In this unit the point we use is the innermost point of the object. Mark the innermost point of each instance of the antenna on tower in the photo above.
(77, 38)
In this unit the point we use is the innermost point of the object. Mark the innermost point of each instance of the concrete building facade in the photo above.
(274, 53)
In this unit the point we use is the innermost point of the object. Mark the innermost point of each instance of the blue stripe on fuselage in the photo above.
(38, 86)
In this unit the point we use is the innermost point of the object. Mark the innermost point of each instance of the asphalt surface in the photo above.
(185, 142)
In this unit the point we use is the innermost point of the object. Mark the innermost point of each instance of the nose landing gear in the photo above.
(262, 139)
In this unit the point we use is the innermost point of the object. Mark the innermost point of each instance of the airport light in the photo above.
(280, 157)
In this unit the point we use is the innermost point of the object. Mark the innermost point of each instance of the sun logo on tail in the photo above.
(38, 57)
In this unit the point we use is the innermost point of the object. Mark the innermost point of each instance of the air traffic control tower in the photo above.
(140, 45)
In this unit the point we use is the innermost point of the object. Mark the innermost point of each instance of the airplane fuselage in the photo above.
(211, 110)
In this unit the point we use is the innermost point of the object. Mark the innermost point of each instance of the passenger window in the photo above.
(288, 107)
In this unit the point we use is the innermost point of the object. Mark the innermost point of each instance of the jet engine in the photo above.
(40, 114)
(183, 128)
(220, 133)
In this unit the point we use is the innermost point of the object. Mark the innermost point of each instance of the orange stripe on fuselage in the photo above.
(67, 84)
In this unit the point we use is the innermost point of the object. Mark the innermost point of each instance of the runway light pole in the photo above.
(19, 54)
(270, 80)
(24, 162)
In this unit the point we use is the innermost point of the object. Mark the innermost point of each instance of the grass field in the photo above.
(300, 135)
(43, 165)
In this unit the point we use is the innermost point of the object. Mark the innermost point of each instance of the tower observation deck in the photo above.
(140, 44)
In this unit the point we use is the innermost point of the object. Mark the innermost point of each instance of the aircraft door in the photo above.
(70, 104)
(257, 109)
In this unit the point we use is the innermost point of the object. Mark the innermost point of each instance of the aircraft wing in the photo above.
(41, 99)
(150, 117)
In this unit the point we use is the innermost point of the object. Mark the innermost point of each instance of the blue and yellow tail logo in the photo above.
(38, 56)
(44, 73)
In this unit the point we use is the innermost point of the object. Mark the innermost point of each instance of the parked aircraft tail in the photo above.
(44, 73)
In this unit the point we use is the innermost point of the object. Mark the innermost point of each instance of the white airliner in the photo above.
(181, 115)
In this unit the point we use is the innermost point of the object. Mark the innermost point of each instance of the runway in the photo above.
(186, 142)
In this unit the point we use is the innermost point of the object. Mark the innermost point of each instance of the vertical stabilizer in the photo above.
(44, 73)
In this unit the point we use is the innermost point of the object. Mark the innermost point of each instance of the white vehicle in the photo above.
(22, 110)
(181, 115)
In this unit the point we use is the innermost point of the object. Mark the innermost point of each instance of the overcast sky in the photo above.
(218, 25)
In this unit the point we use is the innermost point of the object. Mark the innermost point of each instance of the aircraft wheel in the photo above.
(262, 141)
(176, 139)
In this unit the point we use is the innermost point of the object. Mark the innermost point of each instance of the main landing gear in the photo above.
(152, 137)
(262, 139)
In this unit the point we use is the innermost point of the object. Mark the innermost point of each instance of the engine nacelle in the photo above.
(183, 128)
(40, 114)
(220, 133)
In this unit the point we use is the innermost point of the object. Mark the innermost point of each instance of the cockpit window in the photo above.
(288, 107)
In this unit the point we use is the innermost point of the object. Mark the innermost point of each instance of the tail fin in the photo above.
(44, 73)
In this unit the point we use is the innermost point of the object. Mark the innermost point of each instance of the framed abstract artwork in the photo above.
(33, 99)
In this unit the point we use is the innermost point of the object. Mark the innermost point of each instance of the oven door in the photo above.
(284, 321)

---

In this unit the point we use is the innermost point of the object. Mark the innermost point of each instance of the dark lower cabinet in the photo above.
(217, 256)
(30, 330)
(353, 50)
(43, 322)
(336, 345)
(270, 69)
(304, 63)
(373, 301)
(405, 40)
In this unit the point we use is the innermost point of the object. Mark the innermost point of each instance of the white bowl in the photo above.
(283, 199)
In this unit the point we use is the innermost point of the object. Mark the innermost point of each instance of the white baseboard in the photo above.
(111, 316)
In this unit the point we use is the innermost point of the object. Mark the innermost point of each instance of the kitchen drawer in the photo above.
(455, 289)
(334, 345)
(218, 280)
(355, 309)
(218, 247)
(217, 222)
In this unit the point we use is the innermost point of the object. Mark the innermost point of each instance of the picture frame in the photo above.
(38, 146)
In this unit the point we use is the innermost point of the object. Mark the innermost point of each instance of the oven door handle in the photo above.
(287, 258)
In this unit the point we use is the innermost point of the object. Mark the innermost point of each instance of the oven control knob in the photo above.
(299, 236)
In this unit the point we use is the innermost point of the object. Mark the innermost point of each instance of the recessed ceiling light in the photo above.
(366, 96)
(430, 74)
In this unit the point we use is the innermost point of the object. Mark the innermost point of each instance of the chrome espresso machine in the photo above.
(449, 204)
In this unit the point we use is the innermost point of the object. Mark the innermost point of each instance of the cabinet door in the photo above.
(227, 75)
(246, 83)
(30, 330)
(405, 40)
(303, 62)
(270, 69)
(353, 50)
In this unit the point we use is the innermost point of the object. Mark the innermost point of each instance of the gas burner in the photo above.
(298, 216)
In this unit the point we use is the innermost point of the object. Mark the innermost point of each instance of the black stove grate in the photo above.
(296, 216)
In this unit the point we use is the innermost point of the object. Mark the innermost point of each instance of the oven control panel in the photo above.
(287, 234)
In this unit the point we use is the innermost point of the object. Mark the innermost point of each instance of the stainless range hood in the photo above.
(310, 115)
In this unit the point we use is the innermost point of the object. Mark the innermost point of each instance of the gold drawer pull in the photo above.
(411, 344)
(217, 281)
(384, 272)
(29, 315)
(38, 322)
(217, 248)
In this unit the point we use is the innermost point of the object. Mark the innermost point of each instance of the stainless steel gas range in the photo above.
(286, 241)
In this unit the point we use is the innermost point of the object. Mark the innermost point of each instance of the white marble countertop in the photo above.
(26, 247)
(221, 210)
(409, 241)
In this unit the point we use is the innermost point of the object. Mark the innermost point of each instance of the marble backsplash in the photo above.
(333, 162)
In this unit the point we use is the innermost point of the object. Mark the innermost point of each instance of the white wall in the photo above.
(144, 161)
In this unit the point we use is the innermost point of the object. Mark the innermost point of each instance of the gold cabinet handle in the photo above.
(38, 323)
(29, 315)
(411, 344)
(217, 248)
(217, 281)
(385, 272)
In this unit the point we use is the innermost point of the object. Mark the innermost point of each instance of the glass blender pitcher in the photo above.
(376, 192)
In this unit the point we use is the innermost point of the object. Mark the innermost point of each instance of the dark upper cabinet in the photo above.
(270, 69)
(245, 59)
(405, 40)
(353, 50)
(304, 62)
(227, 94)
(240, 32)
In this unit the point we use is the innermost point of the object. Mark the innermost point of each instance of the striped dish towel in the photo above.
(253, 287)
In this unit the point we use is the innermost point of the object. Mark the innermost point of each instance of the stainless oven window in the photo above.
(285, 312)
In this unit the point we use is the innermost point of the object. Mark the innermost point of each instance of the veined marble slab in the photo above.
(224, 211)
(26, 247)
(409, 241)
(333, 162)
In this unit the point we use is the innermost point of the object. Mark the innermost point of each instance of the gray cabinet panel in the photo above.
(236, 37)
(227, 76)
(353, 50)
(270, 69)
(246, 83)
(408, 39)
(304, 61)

---

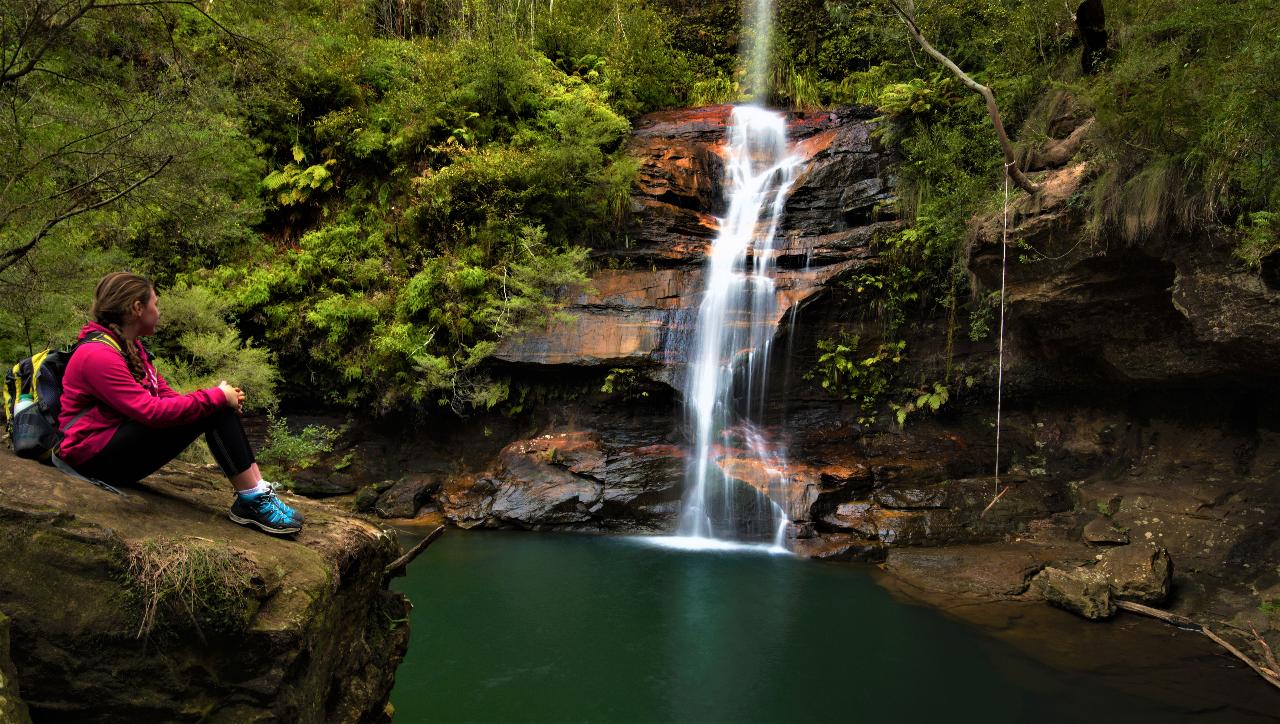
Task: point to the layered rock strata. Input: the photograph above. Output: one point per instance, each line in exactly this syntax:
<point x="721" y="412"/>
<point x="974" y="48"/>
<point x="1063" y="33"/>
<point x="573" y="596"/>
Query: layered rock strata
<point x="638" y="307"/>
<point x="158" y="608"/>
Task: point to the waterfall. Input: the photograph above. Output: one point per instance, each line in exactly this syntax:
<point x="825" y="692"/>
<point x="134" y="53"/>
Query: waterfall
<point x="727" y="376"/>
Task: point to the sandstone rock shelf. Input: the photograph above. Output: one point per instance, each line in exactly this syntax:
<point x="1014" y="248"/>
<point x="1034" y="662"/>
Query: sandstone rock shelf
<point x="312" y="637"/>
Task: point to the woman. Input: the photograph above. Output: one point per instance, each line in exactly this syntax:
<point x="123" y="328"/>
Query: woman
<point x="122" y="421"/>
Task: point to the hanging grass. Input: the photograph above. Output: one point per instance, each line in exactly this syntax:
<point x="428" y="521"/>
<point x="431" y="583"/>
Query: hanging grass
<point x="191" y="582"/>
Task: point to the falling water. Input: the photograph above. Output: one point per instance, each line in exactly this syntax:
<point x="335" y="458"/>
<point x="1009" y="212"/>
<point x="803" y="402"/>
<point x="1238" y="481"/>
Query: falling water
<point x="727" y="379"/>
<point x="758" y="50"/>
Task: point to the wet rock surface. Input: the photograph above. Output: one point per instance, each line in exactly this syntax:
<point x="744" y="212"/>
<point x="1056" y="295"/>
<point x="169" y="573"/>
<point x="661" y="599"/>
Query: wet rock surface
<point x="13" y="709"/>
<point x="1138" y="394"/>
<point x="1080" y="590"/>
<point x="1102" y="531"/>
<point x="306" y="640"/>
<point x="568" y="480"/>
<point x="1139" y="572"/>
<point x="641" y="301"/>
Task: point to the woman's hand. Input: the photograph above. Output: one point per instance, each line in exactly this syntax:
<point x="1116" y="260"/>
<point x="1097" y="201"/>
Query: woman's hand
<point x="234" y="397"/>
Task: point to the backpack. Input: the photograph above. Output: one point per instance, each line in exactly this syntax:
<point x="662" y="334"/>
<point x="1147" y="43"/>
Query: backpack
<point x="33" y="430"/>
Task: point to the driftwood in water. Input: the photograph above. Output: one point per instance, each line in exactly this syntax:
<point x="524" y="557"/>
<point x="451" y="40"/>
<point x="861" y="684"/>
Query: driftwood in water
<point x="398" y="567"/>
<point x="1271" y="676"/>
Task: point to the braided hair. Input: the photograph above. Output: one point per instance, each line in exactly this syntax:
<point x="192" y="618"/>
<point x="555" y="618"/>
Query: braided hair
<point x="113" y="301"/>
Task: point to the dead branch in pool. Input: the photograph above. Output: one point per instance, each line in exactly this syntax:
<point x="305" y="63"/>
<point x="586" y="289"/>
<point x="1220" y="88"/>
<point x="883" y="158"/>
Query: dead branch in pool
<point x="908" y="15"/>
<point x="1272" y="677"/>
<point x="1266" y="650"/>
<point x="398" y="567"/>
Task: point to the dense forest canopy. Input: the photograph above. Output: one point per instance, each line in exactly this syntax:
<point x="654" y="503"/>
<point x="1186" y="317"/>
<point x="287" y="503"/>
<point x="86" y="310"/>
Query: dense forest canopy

---

Stated exercise :: Report every line of the items above that contains the string "pool".

Finished answer ::
Task: point to the dead branch in pool. Input: the photograph above. Output: one point per instance, each line in exactly this syntax:
Query: dead branch in pool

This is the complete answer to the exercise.